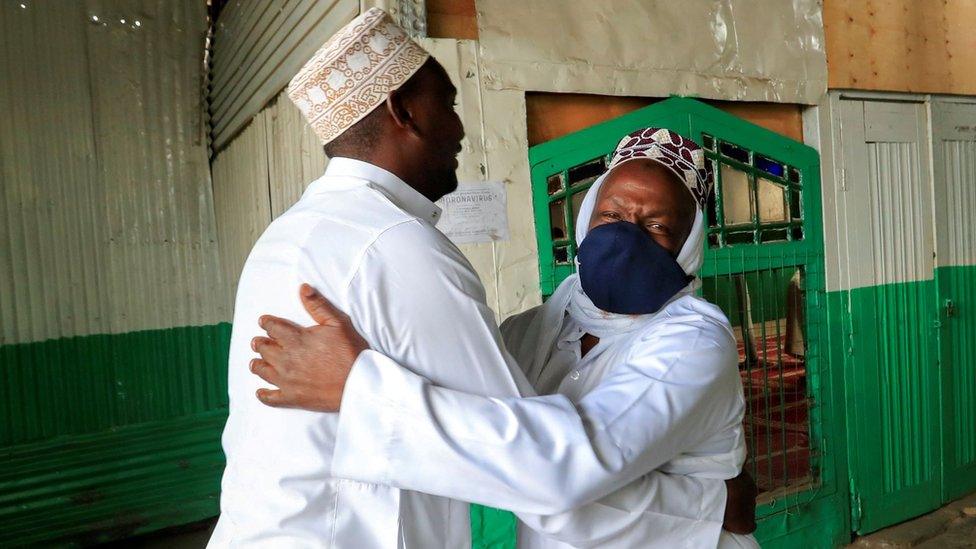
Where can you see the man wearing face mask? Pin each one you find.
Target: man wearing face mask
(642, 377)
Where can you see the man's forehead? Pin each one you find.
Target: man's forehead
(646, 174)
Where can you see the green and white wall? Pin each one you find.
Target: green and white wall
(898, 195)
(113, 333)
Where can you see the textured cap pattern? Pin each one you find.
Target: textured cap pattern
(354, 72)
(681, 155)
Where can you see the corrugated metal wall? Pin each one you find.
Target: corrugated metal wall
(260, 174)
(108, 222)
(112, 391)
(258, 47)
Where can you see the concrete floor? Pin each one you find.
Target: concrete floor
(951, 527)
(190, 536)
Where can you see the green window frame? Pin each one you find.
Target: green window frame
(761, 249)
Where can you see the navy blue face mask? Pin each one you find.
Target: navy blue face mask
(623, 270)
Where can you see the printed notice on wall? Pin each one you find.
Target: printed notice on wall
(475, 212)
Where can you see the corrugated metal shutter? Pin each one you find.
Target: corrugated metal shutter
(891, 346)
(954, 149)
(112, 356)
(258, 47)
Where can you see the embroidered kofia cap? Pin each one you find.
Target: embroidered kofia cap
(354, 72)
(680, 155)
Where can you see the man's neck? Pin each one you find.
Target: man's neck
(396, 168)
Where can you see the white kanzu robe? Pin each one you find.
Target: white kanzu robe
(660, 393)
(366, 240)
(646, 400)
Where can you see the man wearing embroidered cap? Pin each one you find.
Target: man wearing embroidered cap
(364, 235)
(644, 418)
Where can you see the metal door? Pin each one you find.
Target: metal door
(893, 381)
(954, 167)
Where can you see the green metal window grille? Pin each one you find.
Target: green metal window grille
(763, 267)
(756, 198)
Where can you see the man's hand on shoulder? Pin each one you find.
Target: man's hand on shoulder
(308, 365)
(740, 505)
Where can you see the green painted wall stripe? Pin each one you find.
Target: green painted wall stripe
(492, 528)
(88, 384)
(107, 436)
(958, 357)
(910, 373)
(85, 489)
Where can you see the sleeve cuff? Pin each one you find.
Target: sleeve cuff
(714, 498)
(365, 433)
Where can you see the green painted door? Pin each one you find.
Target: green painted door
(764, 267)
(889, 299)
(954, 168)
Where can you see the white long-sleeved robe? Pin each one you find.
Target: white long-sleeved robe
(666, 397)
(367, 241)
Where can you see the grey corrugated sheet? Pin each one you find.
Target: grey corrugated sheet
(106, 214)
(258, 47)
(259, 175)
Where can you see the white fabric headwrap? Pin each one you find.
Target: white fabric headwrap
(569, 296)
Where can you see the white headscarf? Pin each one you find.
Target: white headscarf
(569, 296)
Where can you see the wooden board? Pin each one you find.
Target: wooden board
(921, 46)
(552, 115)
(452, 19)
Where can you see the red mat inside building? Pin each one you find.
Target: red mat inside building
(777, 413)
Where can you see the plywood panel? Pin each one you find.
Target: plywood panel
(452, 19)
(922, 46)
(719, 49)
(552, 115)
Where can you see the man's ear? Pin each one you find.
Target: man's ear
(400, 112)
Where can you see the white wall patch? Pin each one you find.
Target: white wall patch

▬▬▬▬▬▬▬▬▬▬

*Written problem*
Rewrite everything from the line containing "Where can you see the red" down to the end of the records, renaming "plywood panel" to "wooden panel" and keeping all other wording unchanged.

*Task solution*
Where can you see the red mat inside building? Pin each one you find.
Target: red mat inside building
(777, 413)
Where can you see the wooden panel? Pin each one you find.
Target: wooden panel
(452, 19)
(922, 46)
(719, 49)
(552, 115)
Where can you see the man's ear? Pin each one you find.
Target: man's ear
(400, 112)
Where can you see the white wall patch? Pin each one you find.
Target: white wall patch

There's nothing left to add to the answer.